PROVIDED ENTRIES below:

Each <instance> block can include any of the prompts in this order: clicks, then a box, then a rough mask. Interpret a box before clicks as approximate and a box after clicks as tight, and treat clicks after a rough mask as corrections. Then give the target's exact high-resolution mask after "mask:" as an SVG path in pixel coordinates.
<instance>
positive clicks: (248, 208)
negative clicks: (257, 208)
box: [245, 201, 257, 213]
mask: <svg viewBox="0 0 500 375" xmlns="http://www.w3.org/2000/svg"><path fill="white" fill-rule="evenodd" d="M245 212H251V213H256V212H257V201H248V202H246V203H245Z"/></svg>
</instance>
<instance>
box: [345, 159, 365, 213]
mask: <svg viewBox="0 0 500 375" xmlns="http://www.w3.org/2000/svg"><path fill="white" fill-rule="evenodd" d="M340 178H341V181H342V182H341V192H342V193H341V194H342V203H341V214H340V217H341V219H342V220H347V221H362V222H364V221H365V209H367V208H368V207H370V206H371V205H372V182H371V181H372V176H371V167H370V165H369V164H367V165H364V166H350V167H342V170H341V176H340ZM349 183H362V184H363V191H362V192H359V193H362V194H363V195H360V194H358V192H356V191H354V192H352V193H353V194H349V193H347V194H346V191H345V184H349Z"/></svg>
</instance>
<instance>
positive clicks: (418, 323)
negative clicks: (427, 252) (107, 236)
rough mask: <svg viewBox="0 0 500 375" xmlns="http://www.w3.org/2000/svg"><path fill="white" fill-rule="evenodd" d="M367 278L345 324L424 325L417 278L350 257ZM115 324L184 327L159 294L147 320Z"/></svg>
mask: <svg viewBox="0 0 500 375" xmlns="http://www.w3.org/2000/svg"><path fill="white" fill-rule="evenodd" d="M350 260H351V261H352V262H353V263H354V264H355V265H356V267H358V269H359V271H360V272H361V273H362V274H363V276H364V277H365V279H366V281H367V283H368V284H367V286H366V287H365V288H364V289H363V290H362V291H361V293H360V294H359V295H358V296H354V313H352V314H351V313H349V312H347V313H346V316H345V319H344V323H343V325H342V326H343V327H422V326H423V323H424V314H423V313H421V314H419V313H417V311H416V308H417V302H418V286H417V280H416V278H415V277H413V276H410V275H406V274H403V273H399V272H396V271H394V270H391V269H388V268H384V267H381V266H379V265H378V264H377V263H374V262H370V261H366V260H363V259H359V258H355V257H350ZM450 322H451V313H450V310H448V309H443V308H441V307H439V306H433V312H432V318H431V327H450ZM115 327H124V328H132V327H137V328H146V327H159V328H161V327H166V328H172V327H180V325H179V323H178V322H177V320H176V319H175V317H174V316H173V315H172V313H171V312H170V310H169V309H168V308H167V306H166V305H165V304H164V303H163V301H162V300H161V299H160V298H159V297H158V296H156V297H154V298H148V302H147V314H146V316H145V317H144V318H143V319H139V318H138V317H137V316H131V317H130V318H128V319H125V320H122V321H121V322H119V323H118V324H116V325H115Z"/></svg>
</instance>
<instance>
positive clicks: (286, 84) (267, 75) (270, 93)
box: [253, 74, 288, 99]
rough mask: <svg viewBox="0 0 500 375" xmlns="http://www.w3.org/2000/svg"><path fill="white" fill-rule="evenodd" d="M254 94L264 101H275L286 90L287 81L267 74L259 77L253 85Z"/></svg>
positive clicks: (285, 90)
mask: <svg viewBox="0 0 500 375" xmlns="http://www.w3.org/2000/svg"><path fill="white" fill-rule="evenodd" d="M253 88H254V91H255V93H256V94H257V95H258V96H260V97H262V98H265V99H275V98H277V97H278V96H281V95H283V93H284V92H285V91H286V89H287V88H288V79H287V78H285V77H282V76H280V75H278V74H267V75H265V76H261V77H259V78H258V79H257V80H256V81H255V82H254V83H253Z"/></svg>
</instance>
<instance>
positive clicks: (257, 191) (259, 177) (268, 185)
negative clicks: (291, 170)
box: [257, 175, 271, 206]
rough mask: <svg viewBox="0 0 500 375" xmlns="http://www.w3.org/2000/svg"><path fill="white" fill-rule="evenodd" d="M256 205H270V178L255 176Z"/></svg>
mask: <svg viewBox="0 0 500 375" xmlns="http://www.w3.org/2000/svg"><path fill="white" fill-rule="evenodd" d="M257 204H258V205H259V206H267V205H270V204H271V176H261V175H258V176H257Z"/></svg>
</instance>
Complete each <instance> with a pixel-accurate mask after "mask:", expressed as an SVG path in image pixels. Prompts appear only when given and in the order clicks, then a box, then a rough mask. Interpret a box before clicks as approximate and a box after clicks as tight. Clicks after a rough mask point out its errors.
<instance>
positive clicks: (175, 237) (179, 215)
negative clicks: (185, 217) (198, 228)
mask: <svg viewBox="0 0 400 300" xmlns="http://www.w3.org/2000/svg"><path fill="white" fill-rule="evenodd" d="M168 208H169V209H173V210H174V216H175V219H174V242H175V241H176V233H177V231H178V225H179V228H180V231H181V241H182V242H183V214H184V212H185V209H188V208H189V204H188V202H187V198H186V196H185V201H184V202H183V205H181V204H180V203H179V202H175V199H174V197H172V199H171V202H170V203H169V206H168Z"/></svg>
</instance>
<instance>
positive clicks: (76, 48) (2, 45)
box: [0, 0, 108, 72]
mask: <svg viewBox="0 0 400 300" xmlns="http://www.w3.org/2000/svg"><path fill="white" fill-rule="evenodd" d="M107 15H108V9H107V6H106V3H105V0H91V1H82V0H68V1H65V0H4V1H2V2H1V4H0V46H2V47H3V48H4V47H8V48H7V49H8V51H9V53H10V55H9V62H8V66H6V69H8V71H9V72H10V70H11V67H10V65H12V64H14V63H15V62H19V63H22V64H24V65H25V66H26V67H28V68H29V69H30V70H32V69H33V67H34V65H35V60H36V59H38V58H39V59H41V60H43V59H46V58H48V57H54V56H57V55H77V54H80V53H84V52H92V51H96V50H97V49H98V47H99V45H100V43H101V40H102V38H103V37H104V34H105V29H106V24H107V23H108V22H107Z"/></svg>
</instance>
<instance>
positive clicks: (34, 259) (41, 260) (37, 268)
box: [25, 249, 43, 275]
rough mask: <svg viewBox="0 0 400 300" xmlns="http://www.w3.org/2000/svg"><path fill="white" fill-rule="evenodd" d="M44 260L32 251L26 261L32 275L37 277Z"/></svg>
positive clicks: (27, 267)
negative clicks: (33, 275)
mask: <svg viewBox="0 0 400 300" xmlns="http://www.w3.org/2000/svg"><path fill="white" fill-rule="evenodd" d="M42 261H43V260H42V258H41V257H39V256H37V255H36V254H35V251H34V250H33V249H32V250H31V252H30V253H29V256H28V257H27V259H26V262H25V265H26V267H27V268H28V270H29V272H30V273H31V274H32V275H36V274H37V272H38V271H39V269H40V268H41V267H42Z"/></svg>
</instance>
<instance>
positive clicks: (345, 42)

End of PROVIDED ENTRIES.

Will you return exactly the lines above from the one with "positive clicks: (257, 191)" down to the one with "box: [257, 175, 271, 206]", counting both as part of the range?

positive clicks: (257, 191) (259, 177) (268, 185)
negative clicks: (291, 170)
box: [257, 175, 271, 206]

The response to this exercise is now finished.